PAGE:

Skip to content

Provider Architecture

This document describes the provider architecture in VirtRigaud.

Overview

VirtRigaud uses a Remote Provider architecture where providers run as independent pods, communicating with the manager controller via gRPC. This design provides scalability, security, and reliability benefits.

Architecture

┌─────────────────┐    ┌───────────────────┐    ┌─────────────────┐
│   VirtualMachine │    │     Provider      │    │ Provider Runtime│
│      CRD        │    │       CRD         │    │   Deployment    │
└─────────────────┘    └───────────────────┘    └─────────────────┘
         │                        │                        │
         │                        │                        │
         v                        v                        │
┌─────────────────┐    ┌───────────────────┐              │
│    Manager      │    │ Provider          │              │
│   Controller    │    │ Controller        │              │
│                 │    │                   │              │
│   ┌─────────────┤    │ - Creates Deploy  │              │
│   │ VM Reconcile│    │ - Creates Service │              │
│   │             │    │ - Updates Status  │              │
│   └─────────────┤    │                   │              │
│                 │    └───────────────────┘              │
│   ┌─────────────┤                                       │
│   │ gRPC Client │◄──────────────────────────────────────┘
│   │             │        gRPC Connection
│   └─────────────┤        Port 9090
└─────────────────┘

Provider Components

1. Provider Runtime Deployments

Each Provider resource automatically creates:

  • Deployment: Runs provider-specific containers
  • Service: ClusterIP service for gRPC communication
  • ConfigMaps: Provider configuration
  • Secret mounts: Credentials for hypervisor access

Configuration Flow: Provider Resource → Provider Pod

The VirtRigaud Provider Controller automatically translates your Provider resource configuration into the appropriate command-line arguments and environment variables for the provider pod.

LISTED ENTRIES:
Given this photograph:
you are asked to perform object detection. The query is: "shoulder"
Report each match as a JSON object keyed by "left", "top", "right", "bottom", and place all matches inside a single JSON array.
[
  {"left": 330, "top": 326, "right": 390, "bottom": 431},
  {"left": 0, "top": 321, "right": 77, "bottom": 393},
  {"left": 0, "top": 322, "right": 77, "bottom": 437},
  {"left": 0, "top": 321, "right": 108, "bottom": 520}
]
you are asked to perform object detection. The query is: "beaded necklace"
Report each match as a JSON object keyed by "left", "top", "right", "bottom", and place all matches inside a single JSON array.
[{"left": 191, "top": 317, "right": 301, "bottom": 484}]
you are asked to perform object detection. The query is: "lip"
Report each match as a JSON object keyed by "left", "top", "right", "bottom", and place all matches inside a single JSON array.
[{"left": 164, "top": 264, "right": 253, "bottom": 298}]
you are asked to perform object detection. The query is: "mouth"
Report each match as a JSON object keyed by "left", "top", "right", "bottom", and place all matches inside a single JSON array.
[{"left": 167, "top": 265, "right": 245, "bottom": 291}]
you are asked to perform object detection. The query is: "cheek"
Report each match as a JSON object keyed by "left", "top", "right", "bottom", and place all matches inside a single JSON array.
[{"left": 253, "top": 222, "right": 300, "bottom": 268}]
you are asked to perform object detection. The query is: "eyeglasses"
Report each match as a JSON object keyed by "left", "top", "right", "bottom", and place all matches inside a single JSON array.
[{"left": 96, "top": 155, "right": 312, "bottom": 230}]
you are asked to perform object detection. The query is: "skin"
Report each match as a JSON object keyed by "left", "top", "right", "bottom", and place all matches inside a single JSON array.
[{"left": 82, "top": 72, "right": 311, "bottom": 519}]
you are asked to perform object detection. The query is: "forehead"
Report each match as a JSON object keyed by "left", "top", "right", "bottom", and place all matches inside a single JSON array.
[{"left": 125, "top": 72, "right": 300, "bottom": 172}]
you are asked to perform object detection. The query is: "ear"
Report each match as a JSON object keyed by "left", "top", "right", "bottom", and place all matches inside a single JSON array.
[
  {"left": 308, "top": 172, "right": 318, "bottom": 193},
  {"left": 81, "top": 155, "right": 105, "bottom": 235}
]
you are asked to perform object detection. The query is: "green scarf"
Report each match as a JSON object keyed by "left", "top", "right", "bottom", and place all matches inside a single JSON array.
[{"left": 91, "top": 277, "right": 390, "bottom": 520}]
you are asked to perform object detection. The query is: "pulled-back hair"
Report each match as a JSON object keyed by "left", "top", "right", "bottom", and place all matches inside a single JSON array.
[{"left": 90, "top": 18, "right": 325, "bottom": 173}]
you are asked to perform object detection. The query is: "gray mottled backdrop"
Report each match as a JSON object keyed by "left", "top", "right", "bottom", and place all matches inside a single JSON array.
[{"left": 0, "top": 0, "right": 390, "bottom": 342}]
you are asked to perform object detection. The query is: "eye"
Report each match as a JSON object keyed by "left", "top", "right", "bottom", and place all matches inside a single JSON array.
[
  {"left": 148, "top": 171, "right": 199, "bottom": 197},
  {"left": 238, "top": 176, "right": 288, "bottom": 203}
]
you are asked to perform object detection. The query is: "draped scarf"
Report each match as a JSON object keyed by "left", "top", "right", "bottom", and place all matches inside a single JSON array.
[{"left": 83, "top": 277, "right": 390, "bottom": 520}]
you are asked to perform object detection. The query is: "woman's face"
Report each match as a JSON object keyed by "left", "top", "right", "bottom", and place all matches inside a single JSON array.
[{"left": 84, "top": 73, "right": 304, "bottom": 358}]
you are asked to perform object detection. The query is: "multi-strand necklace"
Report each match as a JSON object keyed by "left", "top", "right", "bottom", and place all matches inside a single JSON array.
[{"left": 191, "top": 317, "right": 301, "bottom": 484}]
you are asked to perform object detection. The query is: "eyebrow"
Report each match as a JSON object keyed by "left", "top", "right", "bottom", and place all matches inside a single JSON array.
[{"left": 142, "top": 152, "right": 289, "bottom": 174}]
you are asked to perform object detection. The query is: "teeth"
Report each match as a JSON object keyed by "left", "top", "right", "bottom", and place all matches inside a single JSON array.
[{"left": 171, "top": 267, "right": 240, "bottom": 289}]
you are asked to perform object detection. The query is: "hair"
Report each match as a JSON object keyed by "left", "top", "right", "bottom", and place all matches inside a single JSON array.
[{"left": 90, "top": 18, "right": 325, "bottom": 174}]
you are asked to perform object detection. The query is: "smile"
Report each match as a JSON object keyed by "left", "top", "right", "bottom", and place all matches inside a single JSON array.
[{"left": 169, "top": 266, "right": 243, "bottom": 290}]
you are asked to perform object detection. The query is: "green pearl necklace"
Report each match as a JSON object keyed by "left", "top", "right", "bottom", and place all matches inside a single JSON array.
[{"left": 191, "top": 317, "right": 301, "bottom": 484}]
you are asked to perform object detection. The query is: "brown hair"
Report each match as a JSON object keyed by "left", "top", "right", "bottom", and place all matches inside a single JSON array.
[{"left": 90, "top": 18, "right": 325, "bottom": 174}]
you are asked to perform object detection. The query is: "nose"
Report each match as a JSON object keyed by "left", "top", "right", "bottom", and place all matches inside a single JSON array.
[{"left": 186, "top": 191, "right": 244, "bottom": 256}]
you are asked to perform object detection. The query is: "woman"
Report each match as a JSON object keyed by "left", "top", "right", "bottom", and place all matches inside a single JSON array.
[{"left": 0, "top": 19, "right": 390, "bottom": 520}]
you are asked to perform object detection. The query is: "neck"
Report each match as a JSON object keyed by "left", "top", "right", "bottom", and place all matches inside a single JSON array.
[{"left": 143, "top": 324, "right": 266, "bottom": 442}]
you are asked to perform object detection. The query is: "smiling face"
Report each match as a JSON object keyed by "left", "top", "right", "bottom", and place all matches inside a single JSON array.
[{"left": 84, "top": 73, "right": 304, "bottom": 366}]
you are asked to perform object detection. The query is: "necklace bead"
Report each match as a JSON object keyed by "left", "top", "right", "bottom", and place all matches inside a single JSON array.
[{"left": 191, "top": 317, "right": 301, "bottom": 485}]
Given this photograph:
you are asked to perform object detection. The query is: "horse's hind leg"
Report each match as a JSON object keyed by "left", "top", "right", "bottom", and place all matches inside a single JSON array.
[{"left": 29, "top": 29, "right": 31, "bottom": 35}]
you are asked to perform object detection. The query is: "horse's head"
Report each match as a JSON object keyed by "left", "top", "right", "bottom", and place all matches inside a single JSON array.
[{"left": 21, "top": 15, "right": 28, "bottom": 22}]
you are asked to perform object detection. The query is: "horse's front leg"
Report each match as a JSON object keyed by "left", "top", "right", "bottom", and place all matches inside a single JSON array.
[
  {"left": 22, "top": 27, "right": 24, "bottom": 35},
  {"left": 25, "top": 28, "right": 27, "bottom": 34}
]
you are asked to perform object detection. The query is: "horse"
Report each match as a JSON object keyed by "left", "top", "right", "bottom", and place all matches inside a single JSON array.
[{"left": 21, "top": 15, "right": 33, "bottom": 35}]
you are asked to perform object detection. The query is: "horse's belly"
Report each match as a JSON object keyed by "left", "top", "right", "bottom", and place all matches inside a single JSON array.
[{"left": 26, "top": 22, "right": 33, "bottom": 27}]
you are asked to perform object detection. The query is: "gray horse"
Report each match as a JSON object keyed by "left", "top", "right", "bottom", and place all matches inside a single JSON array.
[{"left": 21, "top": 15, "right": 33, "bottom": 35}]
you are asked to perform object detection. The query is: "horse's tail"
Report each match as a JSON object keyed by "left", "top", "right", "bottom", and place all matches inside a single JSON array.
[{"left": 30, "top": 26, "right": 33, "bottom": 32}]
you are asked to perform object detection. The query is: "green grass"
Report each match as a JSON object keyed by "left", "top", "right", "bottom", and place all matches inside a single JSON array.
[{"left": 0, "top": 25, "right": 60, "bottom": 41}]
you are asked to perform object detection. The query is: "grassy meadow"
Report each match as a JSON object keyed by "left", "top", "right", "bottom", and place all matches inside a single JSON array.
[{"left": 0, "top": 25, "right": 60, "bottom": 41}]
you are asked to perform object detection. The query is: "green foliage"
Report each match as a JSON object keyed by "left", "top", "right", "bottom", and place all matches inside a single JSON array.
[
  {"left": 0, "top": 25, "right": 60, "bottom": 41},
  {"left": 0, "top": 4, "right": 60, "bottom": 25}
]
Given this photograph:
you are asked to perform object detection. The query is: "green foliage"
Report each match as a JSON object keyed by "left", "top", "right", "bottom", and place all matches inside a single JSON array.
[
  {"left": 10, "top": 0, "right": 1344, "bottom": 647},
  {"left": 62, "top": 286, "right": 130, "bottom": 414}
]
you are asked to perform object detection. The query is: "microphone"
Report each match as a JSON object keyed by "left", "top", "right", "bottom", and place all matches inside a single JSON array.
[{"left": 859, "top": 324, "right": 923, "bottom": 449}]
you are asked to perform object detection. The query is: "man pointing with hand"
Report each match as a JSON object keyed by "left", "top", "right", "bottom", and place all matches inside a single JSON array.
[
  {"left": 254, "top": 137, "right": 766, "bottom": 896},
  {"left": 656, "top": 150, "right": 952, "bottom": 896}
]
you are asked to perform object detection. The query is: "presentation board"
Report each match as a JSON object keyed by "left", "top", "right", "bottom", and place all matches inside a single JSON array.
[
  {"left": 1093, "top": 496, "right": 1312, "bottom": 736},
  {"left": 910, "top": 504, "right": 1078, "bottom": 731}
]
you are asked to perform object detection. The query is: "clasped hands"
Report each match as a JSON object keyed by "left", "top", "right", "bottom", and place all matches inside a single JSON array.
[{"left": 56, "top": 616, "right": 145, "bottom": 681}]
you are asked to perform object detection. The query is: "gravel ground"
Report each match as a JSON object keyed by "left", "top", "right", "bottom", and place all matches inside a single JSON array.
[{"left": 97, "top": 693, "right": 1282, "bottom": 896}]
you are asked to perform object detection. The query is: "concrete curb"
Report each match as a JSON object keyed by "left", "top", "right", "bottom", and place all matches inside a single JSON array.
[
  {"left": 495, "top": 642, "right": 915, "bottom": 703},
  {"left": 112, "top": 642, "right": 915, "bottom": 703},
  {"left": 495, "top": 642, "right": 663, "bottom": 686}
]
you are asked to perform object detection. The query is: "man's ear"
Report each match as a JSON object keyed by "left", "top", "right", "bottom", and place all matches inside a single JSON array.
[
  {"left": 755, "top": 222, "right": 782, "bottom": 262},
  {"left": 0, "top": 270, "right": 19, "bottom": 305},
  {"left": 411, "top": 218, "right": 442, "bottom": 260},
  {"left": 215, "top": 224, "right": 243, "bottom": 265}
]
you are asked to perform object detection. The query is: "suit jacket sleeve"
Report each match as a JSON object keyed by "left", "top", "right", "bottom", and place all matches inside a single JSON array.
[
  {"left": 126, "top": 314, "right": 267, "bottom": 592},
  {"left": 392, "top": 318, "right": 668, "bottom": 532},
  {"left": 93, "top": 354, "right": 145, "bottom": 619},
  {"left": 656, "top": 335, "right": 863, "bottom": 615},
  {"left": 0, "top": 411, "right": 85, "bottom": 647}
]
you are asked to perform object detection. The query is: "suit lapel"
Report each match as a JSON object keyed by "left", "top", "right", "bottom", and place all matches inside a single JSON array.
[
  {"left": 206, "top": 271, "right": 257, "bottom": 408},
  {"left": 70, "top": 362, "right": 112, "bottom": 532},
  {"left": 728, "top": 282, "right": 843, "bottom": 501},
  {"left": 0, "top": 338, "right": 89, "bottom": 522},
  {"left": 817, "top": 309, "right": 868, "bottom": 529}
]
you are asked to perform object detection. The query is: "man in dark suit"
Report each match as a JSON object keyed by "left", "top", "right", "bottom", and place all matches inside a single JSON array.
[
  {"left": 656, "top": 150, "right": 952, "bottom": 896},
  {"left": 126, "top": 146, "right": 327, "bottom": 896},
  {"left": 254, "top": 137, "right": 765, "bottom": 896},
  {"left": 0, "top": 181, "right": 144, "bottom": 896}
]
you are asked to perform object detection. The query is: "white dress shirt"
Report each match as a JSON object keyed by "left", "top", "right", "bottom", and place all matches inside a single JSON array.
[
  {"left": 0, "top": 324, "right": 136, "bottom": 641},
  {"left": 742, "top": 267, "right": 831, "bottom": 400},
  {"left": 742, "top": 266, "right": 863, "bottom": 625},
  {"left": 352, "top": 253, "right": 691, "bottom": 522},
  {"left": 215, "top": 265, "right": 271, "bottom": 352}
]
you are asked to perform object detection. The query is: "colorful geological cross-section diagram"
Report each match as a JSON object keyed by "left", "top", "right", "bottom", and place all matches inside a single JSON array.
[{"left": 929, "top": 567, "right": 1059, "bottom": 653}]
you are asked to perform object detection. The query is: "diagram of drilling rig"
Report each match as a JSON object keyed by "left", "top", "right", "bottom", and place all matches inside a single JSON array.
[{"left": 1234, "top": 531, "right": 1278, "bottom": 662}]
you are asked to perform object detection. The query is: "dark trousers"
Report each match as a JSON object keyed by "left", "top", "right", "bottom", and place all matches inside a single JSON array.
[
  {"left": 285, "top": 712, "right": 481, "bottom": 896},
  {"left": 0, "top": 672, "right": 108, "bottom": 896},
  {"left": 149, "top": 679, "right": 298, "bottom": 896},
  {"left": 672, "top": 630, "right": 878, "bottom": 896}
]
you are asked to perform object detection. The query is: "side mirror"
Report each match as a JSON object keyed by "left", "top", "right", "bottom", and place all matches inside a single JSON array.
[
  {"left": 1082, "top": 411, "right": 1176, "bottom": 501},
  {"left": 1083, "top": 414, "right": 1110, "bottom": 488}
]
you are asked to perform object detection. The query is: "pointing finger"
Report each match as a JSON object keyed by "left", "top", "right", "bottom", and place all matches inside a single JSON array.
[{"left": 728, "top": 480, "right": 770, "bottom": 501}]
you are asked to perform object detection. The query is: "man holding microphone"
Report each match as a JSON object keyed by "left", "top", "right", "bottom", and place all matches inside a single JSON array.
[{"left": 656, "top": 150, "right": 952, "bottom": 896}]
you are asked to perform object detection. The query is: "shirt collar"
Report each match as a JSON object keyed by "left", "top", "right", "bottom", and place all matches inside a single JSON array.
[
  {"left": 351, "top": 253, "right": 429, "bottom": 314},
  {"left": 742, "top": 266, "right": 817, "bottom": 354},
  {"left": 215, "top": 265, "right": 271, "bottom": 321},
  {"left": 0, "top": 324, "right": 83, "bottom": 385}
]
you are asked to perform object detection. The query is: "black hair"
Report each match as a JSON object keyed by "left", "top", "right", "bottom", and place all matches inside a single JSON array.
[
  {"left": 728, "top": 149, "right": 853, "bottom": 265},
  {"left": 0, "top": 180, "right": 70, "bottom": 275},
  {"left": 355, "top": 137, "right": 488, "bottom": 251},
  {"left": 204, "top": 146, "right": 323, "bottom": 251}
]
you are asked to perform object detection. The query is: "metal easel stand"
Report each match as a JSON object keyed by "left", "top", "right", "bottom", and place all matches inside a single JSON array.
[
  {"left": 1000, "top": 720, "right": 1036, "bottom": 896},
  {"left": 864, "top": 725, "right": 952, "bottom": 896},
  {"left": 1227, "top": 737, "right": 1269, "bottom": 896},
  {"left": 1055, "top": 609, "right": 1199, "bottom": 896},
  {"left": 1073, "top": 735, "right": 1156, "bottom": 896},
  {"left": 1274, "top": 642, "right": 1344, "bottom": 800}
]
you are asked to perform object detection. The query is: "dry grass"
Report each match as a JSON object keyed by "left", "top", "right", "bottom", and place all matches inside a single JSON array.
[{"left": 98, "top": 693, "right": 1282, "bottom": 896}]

OBJECTIVES:
(1) Reproduce everything in the provider architecture page from "1. Provider Runtime" down to "the provider pod.".
(2) Collect every line of the records that contains the string "hair".
The VirtRigaud provider architecture page and the records have nothing to do with each other.

THE SOLUTIONS:
(1)
1. Provider Runtime Deployments

Each Provider resource automatically creates:

  • Deployment: Runs provider-specific containers
  • Service: ClusterIP service for gRPC communication
  • ConfigMaps: Provider configuration
  • Secret mounts: Credentials for hypervisor access

Configuration Flow: Provider Resource → Provider Pod

The VirtRigaud Provider Controller automatically translates your Provider resource configuration into the appropriate command-line arguments and environment variables for the provider pod.

(2)
you are asked to perform object detection. The query is: "pulled-back hair"
you are asked to perform object detection. The query is: "hair"
you are asked to perform object detection. The query is: "brown hair"
you are asked to perform object detection. The query is: "black hair"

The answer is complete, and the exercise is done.